:: Data supplied ::

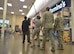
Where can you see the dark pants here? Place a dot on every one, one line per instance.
(28, 36)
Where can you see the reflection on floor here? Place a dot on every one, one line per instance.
(13, 45)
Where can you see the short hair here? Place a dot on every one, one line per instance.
(59, 13)
(38, 17)
(25, 17)
(47, 8)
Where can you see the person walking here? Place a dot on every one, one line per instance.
(59, 28)
(47, 24)
(25, 29)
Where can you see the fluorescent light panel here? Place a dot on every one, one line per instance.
(1, 8)
(9, 4)
(22, 0)
(22, 13)
(20, 10)
(24, 6)
(12, 12)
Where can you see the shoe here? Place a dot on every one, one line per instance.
(23, 42)
(52, 50)
(60, 49)
(29, 42)
(32, 46)
(43, 48)
(38, 45)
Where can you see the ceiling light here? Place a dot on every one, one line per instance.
(20, 10)
(22, 0)
(22, 13)
(1, 8)
(24, 6)
(9, 4)
(12, 12)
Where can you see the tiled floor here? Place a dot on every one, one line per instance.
(13, 45)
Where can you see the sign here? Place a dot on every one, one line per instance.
(59, 6)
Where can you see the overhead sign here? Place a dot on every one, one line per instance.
(58, 6)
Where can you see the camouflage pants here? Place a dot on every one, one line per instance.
(49, 33)
(36, 32)
(60, 39)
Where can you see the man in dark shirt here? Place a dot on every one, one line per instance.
(25, 29)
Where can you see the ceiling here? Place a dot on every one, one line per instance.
(16, 5)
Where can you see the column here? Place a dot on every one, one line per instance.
(4, 17)
(72, 15)
(13, 22)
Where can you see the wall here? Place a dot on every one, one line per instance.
(72, 14)
(14, 20)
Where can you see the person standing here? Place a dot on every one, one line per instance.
(25, 29)
(47, 24)
(59, 28)
(36, 31)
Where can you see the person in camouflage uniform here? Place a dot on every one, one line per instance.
(47, 24)
(59, 27)
(36, 31)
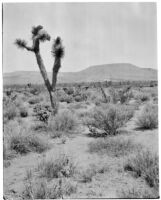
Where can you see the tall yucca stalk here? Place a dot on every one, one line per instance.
(40, 35)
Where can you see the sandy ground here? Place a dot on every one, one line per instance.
(103, 185)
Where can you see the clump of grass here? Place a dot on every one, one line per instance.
(142, 96)
(63, 121)
(148, 118)
(113, 146)
(23, 111)
(87, 175)
(146, 165)
(62, 166)
(56, 189)
(27, 143)
(108, 119)
(34, 100)
(10, 112)
(138, 193)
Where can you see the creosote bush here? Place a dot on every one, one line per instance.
(57, 167)
(34, 100)
(23, 111)
(10, 111)
(148, 118)
(65, 120)
(113, 146)
(42, 112)
(55, 189)
(107, 120)
(138, 193)
(23, 144)
(146, 165)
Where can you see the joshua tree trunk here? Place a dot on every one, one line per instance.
(39, 35)
(56, 67)
(46, 80)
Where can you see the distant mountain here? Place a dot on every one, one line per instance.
(109, 72)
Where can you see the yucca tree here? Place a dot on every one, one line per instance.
(40, 35)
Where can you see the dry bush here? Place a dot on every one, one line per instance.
(56, 189)
(116, 146)
(23, 111)
(107, 120)
(56, 167)
(87, 175)
(23, 144)
(137, 193)
(43, 112)
(141, 96)
(10, 112)
(65, 120)
(146, 165)
(34, 100)
(17, 139)
(63, 97)
(148, 118)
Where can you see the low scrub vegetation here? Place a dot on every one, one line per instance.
(42, 189)
(23, 111)
(34, 100)
(146, 165)
(23, 144)
(42, 112)
(148, 118)
(57, 167)
(108, 119)
(65, 120)
(138, 193)
(113, 146)
(10, 112)
(17, 139)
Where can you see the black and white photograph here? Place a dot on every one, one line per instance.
(80, 100)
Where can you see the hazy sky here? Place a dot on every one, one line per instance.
(92, 33)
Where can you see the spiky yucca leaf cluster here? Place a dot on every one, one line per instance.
(20, 43)
(43, 36)
(57, 48)
(35, 30)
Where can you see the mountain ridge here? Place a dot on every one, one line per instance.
(109, 72)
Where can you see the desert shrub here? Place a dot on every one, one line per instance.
(64, 121)
(53, 133)
(23, 144)
(87, 175)
(108, 119)
(148, 118)
(78, 98)
(137, 193)
(42, 112)
(146, 165)
(142, 96)
(113, 146)
(55, 190)
(77, 106)
(23, 111)
(63, 97)
(56, 167)
(114, 98)
(34, 100)
(10, 111)
(69, 90)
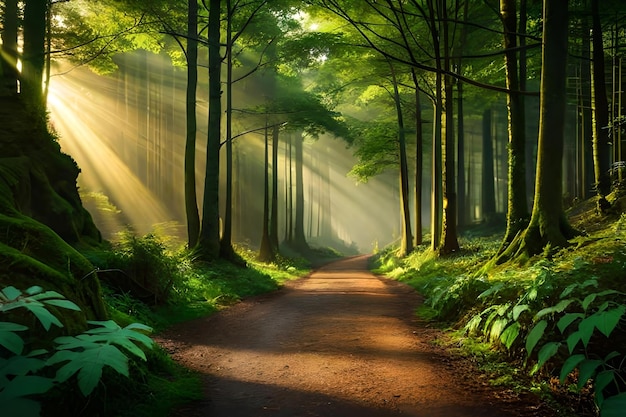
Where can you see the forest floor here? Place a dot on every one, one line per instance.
(340, 342)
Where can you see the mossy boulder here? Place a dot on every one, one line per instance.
(42, 219)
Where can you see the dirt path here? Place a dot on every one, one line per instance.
(341, 343)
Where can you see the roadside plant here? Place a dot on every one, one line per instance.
(580, 322)
(26, 373)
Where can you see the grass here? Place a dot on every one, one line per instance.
(477, 307)
(152, 280)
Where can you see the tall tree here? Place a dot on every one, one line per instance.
(449, 241)
(209, 239)
(600, 110)
(406, 242)
(517, 210)
(33, 56)
(8, 51)
(191, 199)
(548, 225)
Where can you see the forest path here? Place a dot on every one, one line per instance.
(341, 342)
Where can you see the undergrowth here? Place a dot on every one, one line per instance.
(152, 279)
(553, 326)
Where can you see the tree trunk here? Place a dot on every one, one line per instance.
(601, 145)
(209, 240)
(488, 193)
(548, 227)
(436, 177)
(585, 157)
(517, 210)
(274, 206)
(191, 199)
(8, 49)
(419, 161)
(266, 252)
(226, 244)
(462, 217)
(406, 243)
(299, 238)
(449, 242)
(33, 57)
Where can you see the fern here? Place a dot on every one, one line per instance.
(84, 355)
(87, 354)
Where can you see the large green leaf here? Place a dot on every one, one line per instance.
(21, 365)
(569, 365)
(496, 329)
(11, 293)
(491, 290)
(23, 385)
(606, 321)
(11, 341)
(534, 335)
(587, 369)
(113, 333)
(559, 308)
(568, 319)
(67, 304)
(21, 407)
(510, 334)
(585, 329)
(572, 341)
(614, 406)
(602, 380)
(88, 364)
(519, 309)
(546, 352)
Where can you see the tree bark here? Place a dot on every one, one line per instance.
(266, 253)
(209, 240)
(8, 57)
(406, 243)
(601, 145)
(273, 232)
(517, 210)
(419, 161)
(226, 244)
(191, 199)
(33, 57)
(488, 193)
(299, 238)
(548, 227)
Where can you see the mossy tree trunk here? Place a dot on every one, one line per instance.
(406, 242)
(548, 227)
(226, 242)
(273, 232)
(191, 199)
(600, 108)
(299, 238)
(449, 241)
(33, 57)
(209, 239)
(8, 49)
(419, 161)
(488, 193)
(266, 252)
(517, 210)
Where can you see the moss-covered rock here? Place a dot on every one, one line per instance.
(42, 219)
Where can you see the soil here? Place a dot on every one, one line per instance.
(341, 342)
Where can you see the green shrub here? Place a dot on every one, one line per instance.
(25, 374)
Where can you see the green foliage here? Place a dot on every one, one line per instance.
(580, 321)
(24, 375)
(566, 314)
(143, 266)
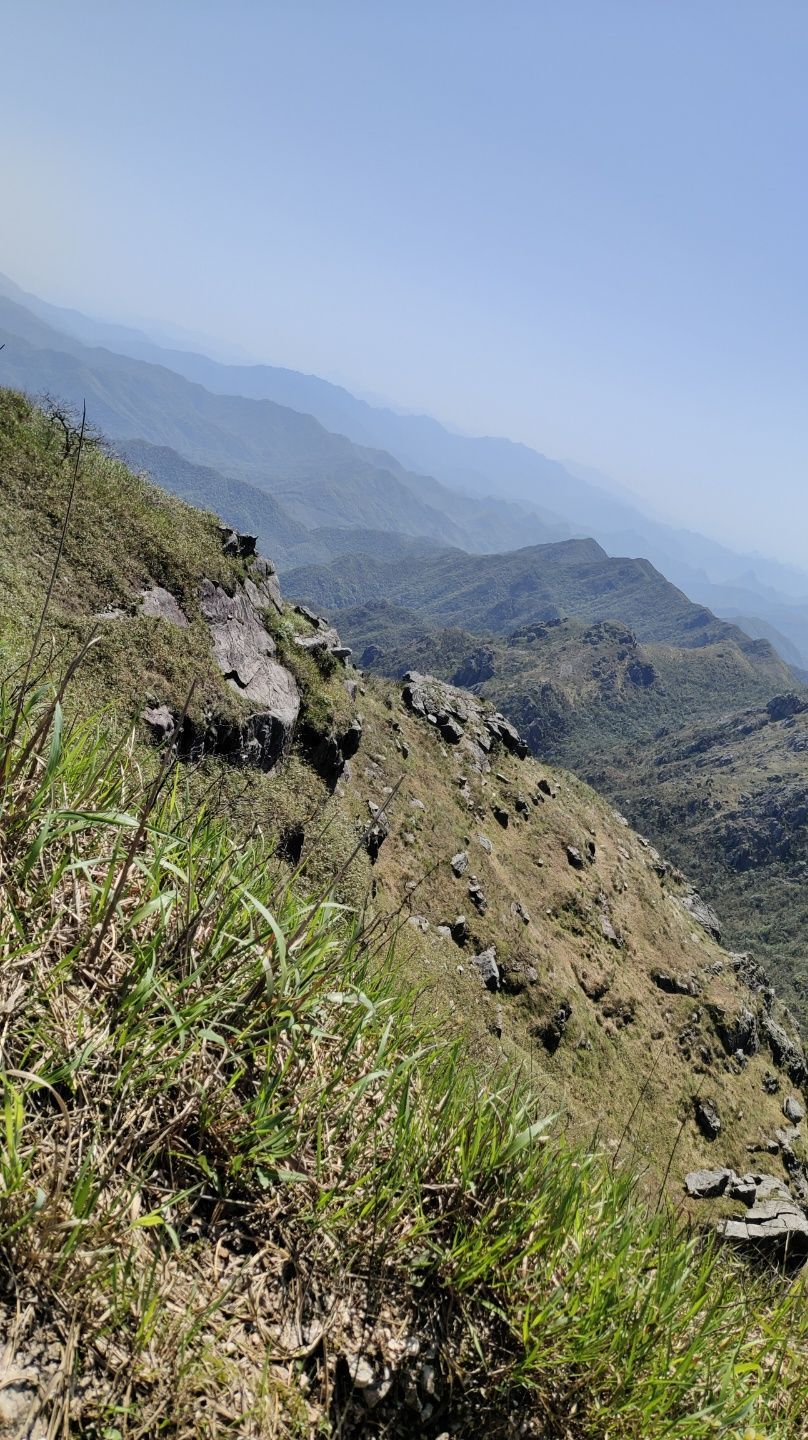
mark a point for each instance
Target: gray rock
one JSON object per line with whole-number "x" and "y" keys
{"x": 235, "y": 543}
{"x": 451, "y": 729}
{"x": 262, "y": 586}
{"x": 609, "y": 933}
{"x": 460, "y": 863}
{"x": 160, "y": 605}
{"x": 777, "y": 1224}
{"x": 702, "y": 913}
{"x": 707, "y": 1184}
{"x": 676, "y": 984}
{"x": 460, "y": 929}
{"x": 244, "y": 653}
{"x": 487, "y": 968}
{"x": 794, "y": 1109}
{"x": 787, "y": 1051}
{"x": 507, "y": 735}
{"x": 707, "y": 1118}
{"x": 552, "y": 1031}
{"x": 160, "y": 720}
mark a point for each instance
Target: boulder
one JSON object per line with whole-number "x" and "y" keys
{"x": 702, "y": 913}
{"x": 552, "y": 1031}
{"x": 262, "y": 586}
{"x": 794, "y": 1109}
{"x": 235, "y": 543}
{"x": 487, "y": 968}
{"x": 160, "y": 605}
{"x": 778, "y": 1226}
{"x": 160, "y": 722}
{"x": 707, "y": 1118}
{"x": 707, "y": 1184}
{"x": 787, "y": 1051}
{"x": 676, "y": 984}
{"x": 451, "y": 729}
{"x": 245, "y": 651}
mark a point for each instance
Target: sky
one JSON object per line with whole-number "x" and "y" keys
{"x": 579, "y": 223}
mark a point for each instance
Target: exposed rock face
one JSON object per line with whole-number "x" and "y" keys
{"x": 160, "y": 605}
{"x": 460, "y": 716}
{"x": 707, "y": 1118}
{"x": 245, "y": 654}
{"x": 785, "y": 706}
{"x": 787, "y": 1051}
{"x": 702, "y": 913}
{"x": 487, "y": 968}
{"x": 552, "y": 1033}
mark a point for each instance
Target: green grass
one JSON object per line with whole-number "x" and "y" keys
{"x": 232, "y": 1161}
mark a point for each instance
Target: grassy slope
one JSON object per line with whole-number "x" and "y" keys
{"x": 729, "y": 807}
{"x": 254, "y": 1109}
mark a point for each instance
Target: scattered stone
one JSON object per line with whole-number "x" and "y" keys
{"x": 160, "y": 605}
{"x": 160, "y": 720}
{"x": 707, "y": 1184}
{"x": 239, "y": 545}
{"x": 460, "y": 929}
{"x": 785, "y": 1051}
{"x": 777, "y": 1224}
{"x": 676, "y": 984}
{"x": 477, "y": 897}
{"x": 609, "y": 933}
{"x": 487, "y": 968}
{"x": 460, "y": 863}
{"x": 550, "y": 1034}
{"x": 451, "y": 729}
{"x": 707, "y": 1118}
{"x": 702, "y": 913}
{"x": 794, "y": 1109}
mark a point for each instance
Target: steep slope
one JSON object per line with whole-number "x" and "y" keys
{"x": 235, "y": 1100}
{"x": 690, "y": 743}
{"x": 542, "y": 912}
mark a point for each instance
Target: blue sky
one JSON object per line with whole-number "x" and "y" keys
{"x": 579, "y": 223}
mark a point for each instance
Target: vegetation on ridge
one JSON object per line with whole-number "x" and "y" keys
{"x": 245, "y": 1188}
{"x": 241, "y": 1188}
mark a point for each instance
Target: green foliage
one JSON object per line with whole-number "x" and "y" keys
{"x": 199, "y": 1056}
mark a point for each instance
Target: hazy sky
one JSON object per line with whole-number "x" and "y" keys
{"x": 581, "y": 223}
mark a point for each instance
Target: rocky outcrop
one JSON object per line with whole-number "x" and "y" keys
{"x": 159, "y": 604}
{"x": 703, "y": 915}
{"x": 245, "y": 653}
{"x": 461, "y": 717}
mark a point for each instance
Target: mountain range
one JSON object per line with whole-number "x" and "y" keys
{"x": 490, "y": 493}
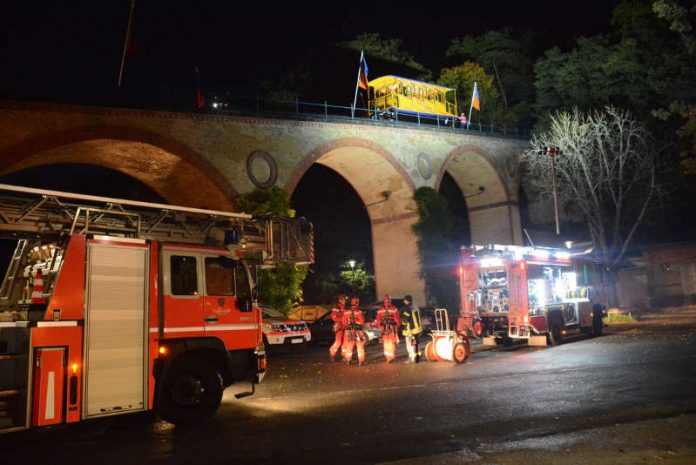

:::

= What you should do =
Find the line with "Target: green foliage". Return it and each line after it through the end of the data, exactly, without pictures.

= Reply =
Target: green foliage
one JSON object per line with whole-number "x" and "y" keys
{"x": 199, "y": 1056}
mark a point for each instance
Target: hazy sky
one JSON object per line with whole-number "x" and "y" keys
{"x": 581, "y": 223}
mark a point for each instance
Target: rocky outcrop
one JSON object per line with whole-number "x" and "y" keys
{"x": 159, "y": 604}
{"x": 703, "y": 915}
{"x": 245, "y": 653}
{"x": 461, "y": 717}
mark a point for each instance
Target: mountain range
one JSON object per line with whole-number "x" and "y" keys
{"x": 490, "y": 493}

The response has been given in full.